[Position annotation records]
+-------+

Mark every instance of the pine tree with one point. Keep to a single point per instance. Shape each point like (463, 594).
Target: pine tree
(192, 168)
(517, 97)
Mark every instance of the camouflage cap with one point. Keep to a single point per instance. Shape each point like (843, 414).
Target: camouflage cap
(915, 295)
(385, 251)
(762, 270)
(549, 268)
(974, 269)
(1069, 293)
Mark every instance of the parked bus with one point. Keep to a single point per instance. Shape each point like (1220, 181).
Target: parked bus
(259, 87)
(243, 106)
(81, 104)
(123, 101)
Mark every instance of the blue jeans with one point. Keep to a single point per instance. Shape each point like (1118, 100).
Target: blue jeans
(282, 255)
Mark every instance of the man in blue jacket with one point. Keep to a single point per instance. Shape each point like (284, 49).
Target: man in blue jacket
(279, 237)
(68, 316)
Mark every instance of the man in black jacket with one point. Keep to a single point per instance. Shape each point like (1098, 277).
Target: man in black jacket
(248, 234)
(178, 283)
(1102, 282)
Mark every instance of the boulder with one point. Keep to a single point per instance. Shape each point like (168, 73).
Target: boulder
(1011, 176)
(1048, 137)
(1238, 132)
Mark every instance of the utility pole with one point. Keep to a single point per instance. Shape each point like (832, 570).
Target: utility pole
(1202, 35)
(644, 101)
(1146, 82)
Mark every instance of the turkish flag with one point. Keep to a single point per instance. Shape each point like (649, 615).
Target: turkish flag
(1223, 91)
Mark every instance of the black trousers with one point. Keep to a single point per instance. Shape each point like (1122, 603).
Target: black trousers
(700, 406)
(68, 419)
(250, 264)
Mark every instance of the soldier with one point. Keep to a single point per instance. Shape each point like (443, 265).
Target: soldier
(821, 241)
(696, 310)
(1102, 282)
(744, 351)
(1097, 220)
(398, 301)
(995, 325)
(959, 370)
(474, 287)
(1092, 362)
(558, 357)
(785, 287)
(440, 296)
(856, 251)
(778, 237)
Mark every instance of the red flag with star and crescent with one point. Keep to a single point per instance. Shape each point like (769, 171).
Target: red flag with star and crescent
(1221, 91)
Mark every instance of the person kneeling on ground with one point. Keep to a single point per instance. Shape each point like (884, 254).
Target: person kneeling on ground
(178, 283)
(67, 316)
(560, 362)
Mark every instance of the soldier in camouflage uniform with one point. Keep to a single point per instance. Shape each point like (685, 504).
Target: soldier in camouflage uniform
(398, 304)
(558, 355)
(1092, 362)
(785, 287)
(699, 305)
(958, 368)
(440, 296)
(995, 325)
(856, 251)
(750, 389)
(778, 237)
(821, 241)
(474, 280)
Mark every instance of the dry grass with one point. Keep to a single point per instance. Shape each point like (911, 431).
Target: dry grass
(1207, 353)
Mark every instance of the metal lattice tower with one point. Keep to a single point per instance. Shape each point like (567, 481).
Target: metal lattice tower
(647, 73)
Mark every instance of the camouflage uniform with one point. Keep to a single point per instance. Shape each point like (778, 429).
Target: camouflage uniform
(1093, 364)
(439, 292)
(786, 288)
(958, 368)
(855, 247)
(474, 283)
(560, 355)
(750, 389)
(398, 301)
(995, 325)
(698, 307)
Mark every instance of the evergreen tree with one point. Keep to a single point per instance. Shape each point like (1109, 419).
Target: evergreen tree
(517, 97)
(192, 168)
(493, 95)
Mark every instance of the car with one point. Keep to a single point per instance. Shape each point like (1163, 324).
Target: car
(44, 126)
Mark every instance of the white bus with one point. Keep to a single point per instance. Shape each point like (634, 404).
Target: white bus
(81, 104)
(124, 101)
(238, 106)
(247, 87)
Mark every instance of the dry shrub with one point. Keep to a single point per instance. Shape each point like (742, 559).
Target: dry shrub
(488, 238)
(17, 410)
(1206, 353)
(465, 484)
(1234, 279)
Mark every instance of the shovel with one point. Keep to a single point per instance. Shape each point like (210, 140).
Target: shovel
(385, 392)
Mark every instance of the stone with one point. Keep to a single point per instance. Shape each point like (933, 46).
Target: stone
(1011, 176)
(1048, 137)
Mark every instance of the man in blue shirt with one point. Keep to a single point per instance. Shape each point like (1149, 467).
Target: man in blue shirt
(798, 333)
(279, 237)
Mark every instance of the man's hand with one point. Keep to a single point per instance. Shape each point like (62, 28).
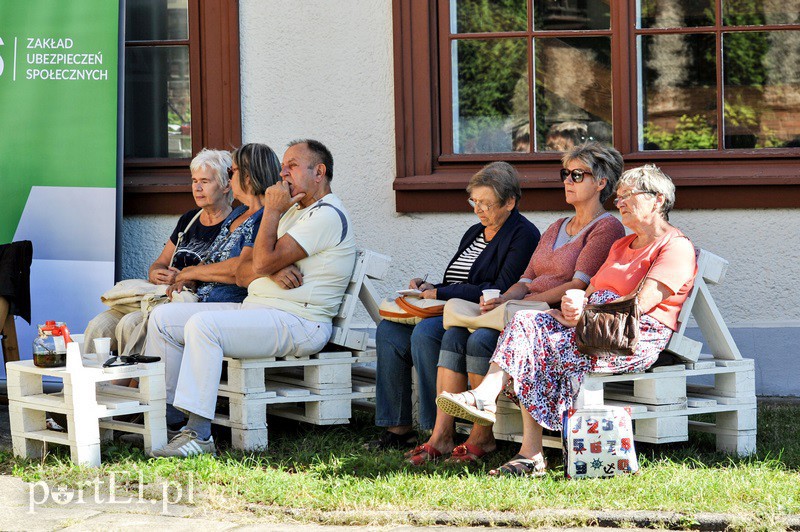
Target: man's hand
(164, 275)
(278, 198)
(288, 277)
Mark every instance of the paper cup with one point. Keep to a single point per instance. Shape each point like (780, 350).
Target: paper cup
(490, 293)
(102, 347)
(576, 297)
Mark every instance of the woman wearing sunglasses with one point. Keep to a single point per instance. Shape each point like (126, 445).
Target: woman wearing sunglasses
(492, 254)
(537, 362)
(568, 255)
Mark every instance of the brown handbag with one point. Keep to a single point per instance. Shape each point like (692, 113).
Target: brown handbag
(611, 329)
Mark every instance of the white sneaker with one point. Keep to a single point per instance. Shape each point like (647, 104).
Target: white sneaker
(186, 444)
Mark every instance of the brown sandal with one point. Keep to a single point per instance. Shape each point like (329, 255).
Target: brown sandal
(519, 466)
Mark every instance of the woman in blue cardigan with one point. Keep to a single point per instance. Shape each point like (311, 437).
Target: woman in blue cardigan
(492, 254)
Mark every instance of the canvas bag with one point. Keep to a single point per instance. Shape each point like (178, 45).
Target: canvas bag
(463, 313)
(410, 310)
(598, 442)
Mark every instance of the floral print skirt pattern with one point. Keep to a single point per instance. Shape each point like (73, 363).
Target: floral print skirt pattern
(546, 368)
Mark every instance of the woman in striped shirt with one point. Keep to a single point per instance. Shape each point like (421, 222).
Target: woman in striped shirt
(492, 254)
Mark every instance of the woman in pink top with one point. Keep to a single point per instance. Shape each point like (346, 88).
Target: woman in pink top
(537, 361)
(568, 255)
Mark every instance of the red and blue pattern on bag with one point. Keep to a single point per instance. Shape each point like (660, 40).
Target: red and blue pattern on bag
(598, 442)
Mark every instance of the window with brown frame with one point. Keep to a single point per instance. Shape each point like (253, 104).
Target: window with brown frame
(709, 90)
(181, 94)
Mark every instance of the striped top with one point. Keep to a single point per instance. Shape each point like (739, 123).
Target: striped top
(458, 272)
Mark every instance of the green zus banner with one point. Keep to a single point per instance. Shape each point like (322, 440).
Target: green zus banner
(59, 73)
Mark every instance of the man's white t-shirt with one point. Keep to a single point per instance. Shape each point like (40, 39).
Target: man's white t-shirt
(324, 231)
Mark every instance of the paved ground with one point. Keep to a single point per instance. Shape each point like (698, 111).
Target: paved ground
(32, 507)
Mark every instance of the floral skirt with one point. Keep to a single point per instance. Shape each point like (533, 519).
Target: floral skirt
(546, 368)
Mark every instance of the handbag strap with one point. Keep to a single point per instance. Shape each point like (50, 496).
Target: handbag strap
(419, 312)
(180, 236)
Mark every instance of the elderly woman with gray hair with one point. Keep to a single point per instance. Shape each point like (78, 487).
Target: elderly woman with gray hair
(569, 254)
(537, 361)
(492, 254)
(190, 240)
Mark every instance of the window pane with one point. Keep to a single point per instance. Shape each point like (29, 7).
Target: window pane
(156, 20)
(490, 95)
(158, 113)
(571, 15)
(675, 13)
(483, 16)
(759, 12)
(678, 109)
(762, 89)
(573, 92)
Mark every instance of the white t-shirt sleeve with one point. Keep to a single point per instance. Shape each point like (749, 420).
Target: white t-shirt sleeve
(321, 229)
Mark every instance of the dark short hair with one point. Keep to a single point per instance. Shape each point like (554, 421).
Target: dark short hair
(604, 161)
(500, 177)
(322, 155)
(258, 163)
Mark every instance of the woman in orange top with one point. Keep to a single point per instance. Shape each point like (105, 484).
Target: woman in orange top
(537, 361)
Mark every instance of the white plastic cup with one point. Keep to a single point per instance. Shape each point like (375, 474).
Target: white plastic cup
(490, 293)
(576, 297)
(102, 347)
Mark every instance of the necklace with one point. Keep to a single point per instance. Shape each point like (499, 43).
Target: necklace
(595, 217)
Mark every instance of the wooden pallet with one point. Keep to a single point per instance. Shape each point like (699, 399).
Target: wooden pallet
(662, 400)
(318, 389)
(89, 401)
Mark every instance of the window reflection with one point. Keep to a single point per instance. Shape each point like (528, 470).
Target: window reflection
(573, 91)
(762, 89)
(484, 16)
(571, 15)
(675, 13)
(157, 102)
(678, 82)
(490, 94)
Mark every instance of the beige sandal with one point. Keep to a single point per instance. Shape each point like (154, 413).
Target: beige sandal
(519, 466)
(475, 410)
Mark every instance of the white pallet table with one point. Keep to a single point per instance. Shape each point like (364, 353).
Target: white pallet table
(319, 389)
(662, 400)
(89, 401)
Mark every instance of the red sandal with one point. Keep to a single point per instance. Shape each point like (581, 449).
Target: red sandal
(466, 453)
(424, 453)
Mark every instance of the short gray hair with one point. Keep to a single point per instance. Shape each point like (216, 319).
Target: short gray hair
(650, 178)
(604, 162)
(500, 177)
(218, 161)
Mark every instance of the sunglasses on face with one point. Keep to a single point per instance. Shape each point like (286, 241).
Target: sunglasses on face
(576, 175)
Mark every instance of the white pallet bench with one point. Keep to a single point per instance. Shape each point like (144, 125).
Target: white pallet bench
(319, 389)
(89, 401)
(664, 398)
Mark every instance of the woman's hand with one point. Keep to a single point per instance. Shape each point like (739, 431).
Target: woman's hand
(492, 304)
(560, 318)
(429, 293)
(288, 277)
(178, 286)
(163, 275)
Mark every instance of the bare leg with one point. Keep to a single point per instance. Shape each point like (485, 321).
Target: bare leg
(441, 438)
(480, 435)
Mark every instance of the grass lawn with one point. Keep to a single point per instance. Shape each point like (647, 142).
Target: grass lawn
(326, 469)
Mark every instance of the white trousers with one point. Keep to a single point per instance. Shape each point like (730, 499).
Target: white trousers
(191, 338)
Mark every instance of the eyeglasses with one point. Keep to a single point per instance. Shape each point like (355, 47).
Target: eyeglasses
(626, 197)
(483, 207)
(577, 175)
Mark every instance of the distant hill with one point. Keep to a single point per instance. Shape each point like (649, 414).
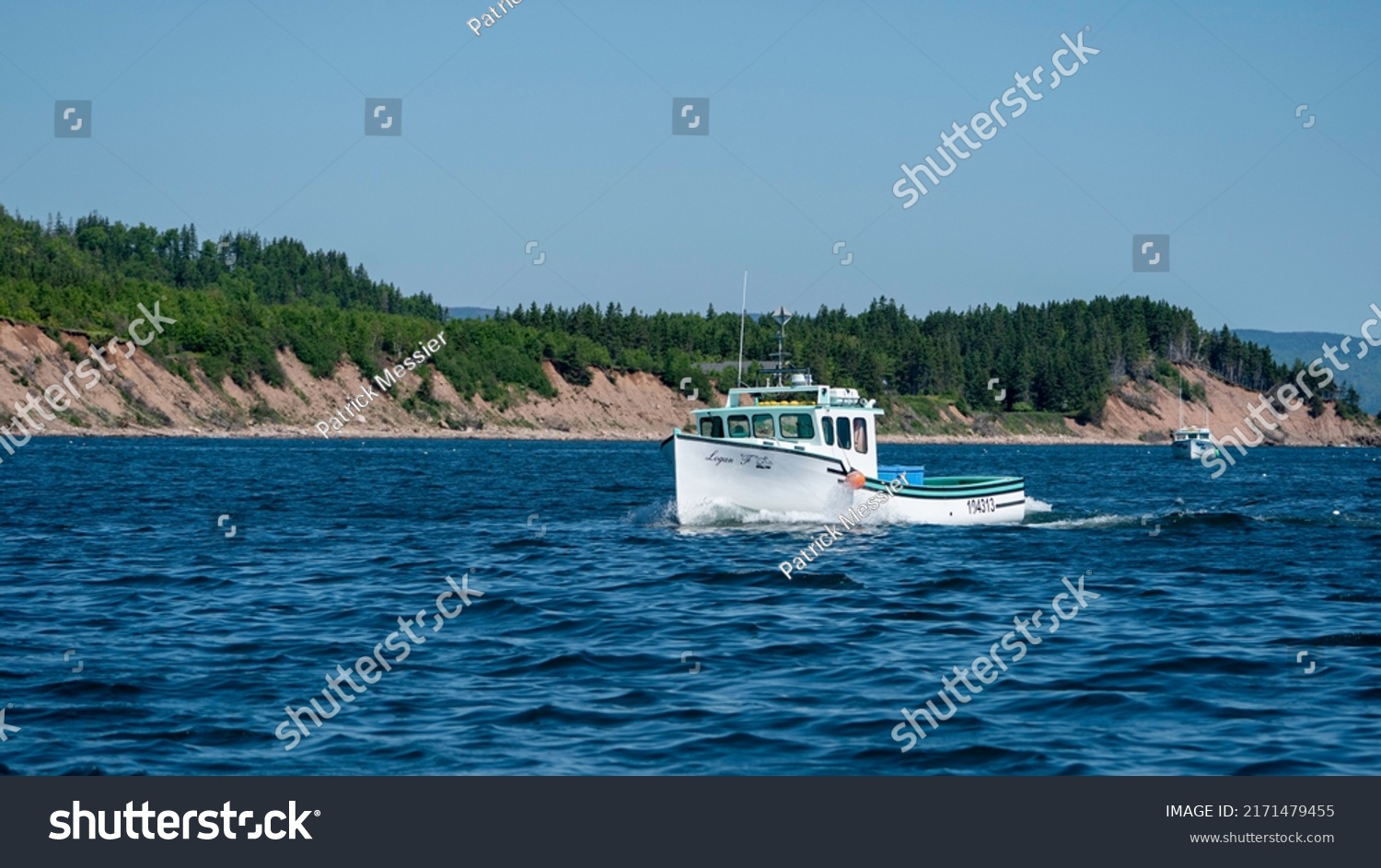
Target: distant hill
(470, 314)
(1308, 345)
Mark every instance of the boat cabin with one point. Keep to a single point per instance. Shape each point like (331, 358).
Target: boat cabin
(800, 417)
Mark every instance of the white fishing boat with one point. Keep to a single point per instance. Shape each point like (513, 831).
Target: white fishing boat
(803, 448)
(1190, 442)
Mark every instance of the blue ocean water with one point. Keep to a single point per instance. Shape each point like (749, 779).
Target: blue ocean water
(1237, 627)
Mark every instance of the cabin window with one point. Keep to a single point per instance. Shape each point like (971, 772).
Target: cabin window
(861, 434)
(797, 427)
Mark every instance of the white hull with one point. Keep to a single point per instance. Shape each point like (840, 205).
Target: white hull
(717, 476)
(1193, 448)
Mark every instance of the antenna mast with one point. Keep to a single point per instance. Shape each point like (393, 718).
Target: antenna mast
(743, 317)
(782, 318)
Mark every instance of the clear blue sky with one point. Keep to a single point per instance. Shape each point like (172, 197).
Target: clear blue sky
(554, 126)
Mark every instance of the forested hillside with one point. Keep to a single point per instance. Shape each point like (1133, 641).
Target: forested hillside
(240, 298)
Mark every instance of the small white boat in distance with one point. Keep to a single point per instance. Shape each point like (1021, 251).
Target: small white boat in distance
(812, 448)
(1192, 442)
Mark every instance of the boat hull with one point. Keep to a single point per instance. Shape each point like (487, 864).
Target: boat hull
(1193, 448)
(715, 478)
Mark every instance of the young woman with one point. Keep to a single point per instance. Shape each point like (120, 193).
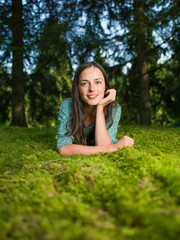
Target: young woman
(88, 121)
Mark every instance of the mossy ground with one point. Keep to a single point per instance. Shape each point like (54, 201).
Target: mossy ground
(133, 193)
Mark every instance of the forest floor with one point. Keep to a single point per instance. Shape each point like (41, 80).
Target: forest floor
(133, 193)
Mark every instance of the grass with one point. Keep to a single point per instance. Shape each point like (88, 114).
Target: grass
(133, 193)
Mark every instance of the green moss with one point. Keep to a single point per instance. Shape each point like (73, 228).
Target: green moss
(133, 193)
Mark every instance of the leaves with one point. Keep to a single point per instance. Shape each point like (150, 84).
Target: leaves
(130, 194)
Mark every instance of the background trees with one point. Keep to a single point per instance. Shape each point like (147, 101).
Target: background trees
(50, 38)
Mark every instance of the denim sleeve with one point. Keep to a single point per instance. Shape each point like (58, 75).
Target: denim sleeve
(113, 129)
(65, 113)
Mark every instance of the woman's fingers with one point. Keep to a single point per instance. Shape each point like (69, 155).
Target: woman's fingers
(111, 94)
(125, 142)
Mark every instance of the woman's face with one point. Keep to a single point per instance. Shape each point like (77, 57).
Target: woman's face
(91, 86)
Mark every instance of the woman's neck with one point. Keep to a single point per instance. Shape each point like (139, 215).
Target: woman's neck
(90, 112)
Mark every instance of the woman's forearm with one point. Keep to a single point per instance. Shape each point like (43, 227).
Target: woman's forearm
(101, 134)
(72, 149)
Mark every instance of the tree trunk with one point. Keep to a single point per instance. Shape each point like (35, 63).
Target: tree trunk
(18, 85)
(142, 65)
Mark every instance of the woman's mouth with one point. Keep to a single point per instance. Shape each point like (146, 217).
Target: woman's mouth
(92, 96)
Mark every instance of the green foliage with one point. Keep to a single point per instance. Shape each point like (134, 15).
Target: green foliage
(50, 82)
(130, 194)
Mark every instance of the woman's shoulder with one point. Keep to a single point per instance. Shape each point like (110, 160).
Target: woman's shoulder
(117, 108)
(66, 106)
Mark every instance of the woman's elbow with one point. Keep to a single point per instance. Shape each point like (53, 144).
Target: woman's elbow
(60, 150)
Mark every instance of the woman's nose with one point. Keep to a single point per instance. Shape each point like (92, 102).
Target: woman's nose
(91, 87)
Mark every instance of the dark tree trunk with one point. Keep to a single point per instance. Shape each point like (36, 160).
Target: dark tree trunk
(142, 65)
(18, 85)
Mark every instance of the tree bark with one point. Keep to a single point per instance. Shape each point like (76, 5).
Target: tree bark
(142, 64)
(18, 84)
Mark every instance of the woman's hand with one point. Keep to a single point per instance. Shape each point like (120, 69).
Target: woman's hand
(124, 142)
(110, 97)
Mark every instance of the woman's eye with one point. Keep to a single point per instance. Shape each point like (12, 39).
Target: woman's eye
(83, 84)
(98, 82)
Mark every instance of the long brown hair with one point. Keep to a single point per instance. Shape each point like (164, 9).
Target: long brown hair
(78, 114)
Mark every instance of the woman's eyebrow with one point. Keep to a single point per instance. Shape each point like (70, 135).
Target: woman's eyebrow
(84, 80)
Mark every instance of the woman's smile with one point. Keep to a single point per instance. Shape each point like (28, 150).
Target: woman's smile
(91, 86)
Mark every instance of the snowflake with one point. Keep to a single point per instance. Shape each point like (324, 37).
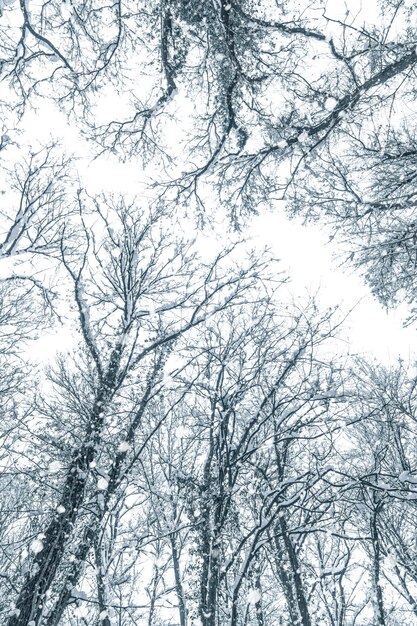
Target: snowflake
(253, 596)
(123, 446)
(330, 104)
(102, 484)
(36, 546)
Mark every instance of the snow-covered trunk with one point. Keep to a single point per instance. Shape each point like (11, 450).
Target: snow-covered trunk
(291, 577)
(73, 574)
(30, 601)
(102, 585)
(209, 578)
(178, 581)
(380, 619)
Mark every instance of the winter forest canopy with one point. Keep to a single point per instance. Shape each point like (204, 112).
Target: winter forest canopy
(204, 449)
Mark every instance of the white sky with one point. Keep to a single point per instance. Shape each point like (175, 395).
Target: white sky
(303, 250)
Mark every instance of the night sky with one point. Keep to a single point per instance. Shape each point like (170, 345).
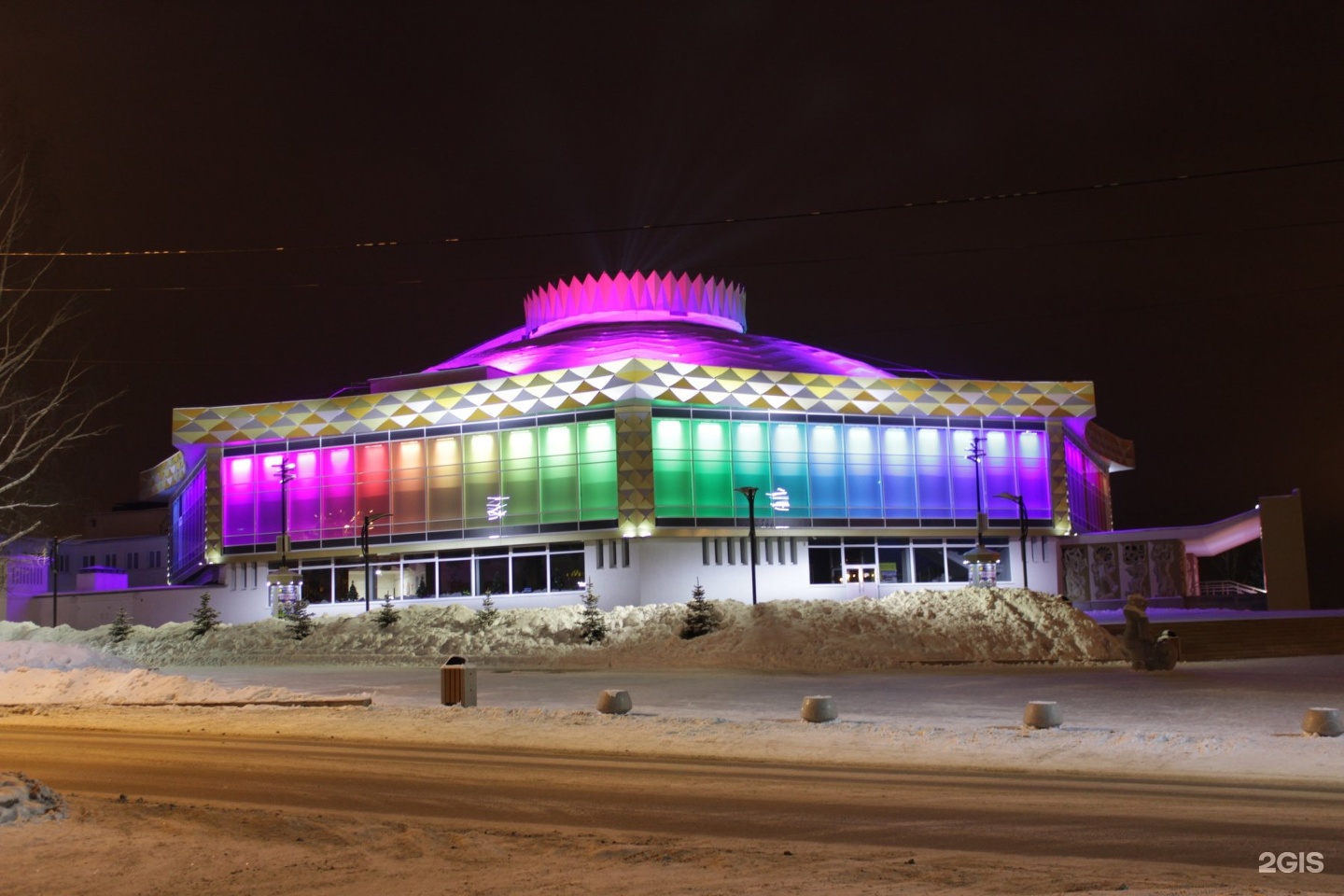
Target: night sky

+-------+

**PROMPT**
Skip the pictures; extract only the lines from the line with "Mark every instance of the snow-covered" through the final line of the material, exactly as they appear.

**ANSWER TO THE PROBLEM**
Mark every instance of the snow-covered trunk with one point. Keep to a single point per instance. Shape each point like (11, 450).
Target: snow-covered trunk
(291, 577)
(73, 574)
(30, 601)
(102, 585)
(209, 578)
(178, 581)
(380, 619)
Mark every instance of the winter forest canopy with one point. Keep to a single point per instance. Shape each point like (204, 112).
Target: winter forest canopy
(204, 449)
Mark every instance of the white sky with one point. Keep to a single point per instance. Shape each point like (175, 395).
Target: white sky
(303, 250)
Mark every instance of the night sky with one point. Keep to a single point per instance. Shape each point like (170, 345).
Target: night sky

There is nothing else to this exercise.